*ARTICLE:*
_____

Over and above the aforementioned internal accounting control system and risk management structures, Corporate Internal Audit is an essential component of the Group’s controlling and monitoring system. Using risk-based auditing procedures, Corporate Internal Audit regularly examines the processes related to financial reporting and reports its results to the Board of Management. Upstream and downstream checks and analyses of the reported data are performed under chronological aspects. If necessary, we call in outside experts, for instance in the case of pension provisions. Finally, the Group’s standardised process for preparing financial statements using a centrally administered financial statements calendar guarantees a structured and efficient accounting process.

Reporting opportunities and risks

Identifying opportunities and risks – and swiftly capitalising upon or counteracting them – is a key objective for our Group. This is why we account for the anticipated impact of potential events and developments in our current business plan as well as in our revenue and earnings projection. In the following we primarily report those risks and opportunities which, from the current standpoint, could have an additional significant, potentially positive or negative, impact during the current forecast period.

We assess opportunities and risks based on their probability of occurrence and impact. Subsequently, we distinguish between opportunities and risks of low, medium and high relevance. We characterise opportunities and risks of medium and high relevance as significant.

The opportunities and risks described here are not necessarily the only ones the Group faces or is exposed to. Our business activities could also be influenced by additional factors of which we are currently unaware or which we do not yet consider to be material.

Opportunities and risks are identified and assessed decentrally at Deutsche Post DHL Group. Reporting on possible deviations from projections, including latent opportunities and risks, occurs primarily at the country or regional level. In view of the degree of detail provided in the internal reports, decentrally reported opportunities and risks are combined into categories below for the purposes of this report. It should be noted that the underlying individual reports – with the exception of those on the world economy and global economic output – usually exhibit a zero to minimal correlation. It is rather unlikely that a number of major opportunities or risks in a single category or across categories would occur systematically at the same time.

Unless otherwise specified, a low relevance is attached to individual opportunities and risks within the respective categories and in the forecast period under observation (2015). With respect to opportunities and risks arising from possible legal proceedings or those already underway, we generally refrain from making an assessment to avoid affecting our position in the proceedings. The opportunities and risks generally apply for all divisions, unless indicated otherwise.

Categories of opportunities and risks

Opportunities and risks arising from political, regulatory or legal conditions

Some risks arise primarily from the fact that the Group provides some of its services in a regulated market. A large number of postal services rendered by Deutsche Post AG and its subsidiaries (particularly the Post - eCommerce - Parcel division) are subject to sector-specific regulation by the Bundesnetzagentur (German federal network agency) pursuant to the Postgesetz (PostG – German Postal Act). The Bundesnetzagentur approves or reviews prices, formulates the terms of downstream access and has special supervisory powers to combat market abuse.

_____

*SET OF TASKS:*
• A. Rewrite the risk report starting with "Reporting opportunities and" and going on through "current forecast period.", substituting "business strategy" for "business plan".
• B. Carry on the risk report from its last sentence.

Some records
_____

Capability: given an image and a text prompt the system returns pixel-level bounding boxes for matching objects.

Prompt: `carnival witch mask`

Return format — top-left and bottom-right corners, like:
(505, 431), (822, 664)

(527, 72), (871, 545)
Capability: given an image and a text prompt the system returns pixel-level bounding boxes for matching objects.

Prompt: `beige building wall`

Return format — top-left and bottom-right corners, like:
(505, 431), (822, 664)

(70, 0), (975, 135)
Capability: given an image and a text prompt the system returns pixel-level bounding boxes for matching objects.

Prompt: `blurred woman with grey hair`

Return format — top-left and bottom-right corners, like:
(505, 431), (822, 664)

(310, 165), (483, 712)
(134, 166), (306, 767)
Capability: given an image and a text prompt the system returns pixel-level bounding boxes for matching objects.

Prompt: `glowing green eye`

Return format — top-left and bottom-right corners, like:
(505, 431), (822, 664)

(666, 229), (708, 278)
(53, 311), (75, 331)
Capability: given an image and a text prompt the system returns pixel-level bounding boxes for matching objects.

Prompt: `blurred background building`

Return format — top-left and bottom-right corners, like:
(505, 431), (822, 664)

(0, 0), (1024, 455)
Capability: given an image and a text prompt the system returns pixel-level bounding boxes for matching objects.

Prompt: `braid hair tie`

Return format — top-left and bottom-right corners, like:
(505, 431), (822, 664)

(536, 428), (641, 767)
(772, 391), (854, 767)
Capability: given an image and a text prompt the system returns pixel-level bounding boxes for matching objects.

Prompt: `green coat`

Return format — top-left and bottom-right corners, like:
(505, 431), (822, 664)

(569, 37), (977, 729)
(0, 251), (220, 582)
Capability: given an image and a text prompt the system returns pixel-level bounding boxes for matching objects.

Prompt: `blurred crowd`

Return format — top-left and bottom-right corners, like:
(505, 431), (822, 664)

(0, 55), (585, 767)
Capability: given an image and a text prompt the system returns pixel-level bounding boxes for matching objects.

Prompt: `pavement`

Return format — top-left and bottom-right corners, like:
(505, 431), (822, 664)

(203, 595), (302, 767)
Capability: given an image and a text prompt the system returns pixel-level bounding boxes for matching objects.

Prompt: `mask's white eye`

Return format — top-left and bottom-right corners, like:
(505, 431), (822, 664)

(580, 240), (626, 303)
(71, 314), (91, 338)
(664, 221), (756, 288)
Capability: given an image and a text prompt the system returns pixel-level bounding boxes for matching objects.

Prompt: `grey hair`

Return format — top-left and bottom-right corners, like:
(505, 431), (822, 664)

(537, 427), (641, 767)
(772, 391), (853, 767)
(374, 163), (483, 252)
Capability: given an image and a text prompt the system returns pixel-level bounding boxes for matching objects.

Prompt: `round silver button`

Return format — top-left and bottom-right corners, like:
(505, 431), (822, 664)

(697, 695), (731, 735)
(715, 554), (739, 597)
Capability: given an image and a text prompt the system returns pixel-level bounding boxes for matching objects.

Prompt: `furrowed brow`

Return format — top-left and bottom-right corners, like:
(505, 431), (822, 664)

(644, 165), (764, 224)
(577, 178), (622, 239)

_____

*TASK-BY-TASK RESULTS:*
• A.
Reporting opportunities and risks

Identifying opportunities and risks – and swiftly capitalising upon or counteracting them – is a key objective for our Group. This is why we account for the anticipated impact of potential events and developments in our current business strategy as well as in our revenue and earnings projection. In the following we primarily report those risks and opportunities which, from the current standpoint, could have an additional significant, potentially positive or negative, impact during the current forecast period.

• B.
On 25 January 2012, the European Commission issued a ruling on the formal investigation regarding state aid that it had initiated on 12 September 2007. In its review, the European Commission determined that Deutsche Post AG was not overcompensated for providing universal services between 1989 and 2007 using state resources. It also did not find fault with the state guarantees for legacy liabilities. By contrast, in its review of funding for civil servants’ pensions, the European Commission concluded that illegal state aid had, in part, been received. It said that the pension relief granted to Deutsche Post AG by the Bundesnetzagentur during the price approval process led to Deutsche Post AG receiving a benefit, which it must repay to the Federal Republic of Germany; in addition, it must also be ensured that no benefits are received in the future which could be considered illegal state aid. The Commission furthermore stated that the precise amount to be repaid was to be calculated by the Federal Republic. In a press release, the European Commission had referred to an amount of between €500 million and €1 billion. Deutsche Post AG is of the opinion that the Commission’s state aid decision of 25 January 2012 cannot withstand legal review and has filed an appeal with the European Court of Justice in Luxembourg. The Federal Republic of Germany has similarly appealed the decision.

To implement the state aid ruling, the federal government called upon Deutsche Post AG on 29 May 2012 to make a payment of €298 million, including interest. Deutsche Post AG paid this amount to a trustee on 1 June 2012 and appealed the recovery order to the Administrative Court. The appeal, however, has been suspended pending a ruling from the European Court. The company made additional payments of €19.4 million, €15.6 million and €20.2 million to the trustee on 2 January 2013, 2 January 2014 and 2 January 2015, respectively. The payments made were reported in the balance sheet under non-current assets; the earnings position remained unaffected. The European Commission has not expressed its final acceptance of the calculation of the state aid to be repaid. On 17 December 2013, it initiated proceedings against the Federal Republic of Germany with the European Court of Justice to effect a higher repayment amount.

If the appeals issued by Deutsche Post AG or the federal government against the state aid ruling are successful, the opportunity exists that the payment of €298 million and the payments of €19.4 million, €15.6 million and €20.2 million made in addition – as well as the additional annual payments of around €19 million to be made in the future – will be returned. A repayment would only affect the liquidity of Deutsche Post AG; the earnings position would remain unaffected.

On the other hand, although Deutsche Post AG and the federal government are of the opinion that the state aid decision cannot withstand legal review, it cannot be ruled out that Deutsche Post AG will ultimately be required to make a potentially higher payment, which could have an adverse effect on earnings. More information about the state aid investigation is provided in the Notes.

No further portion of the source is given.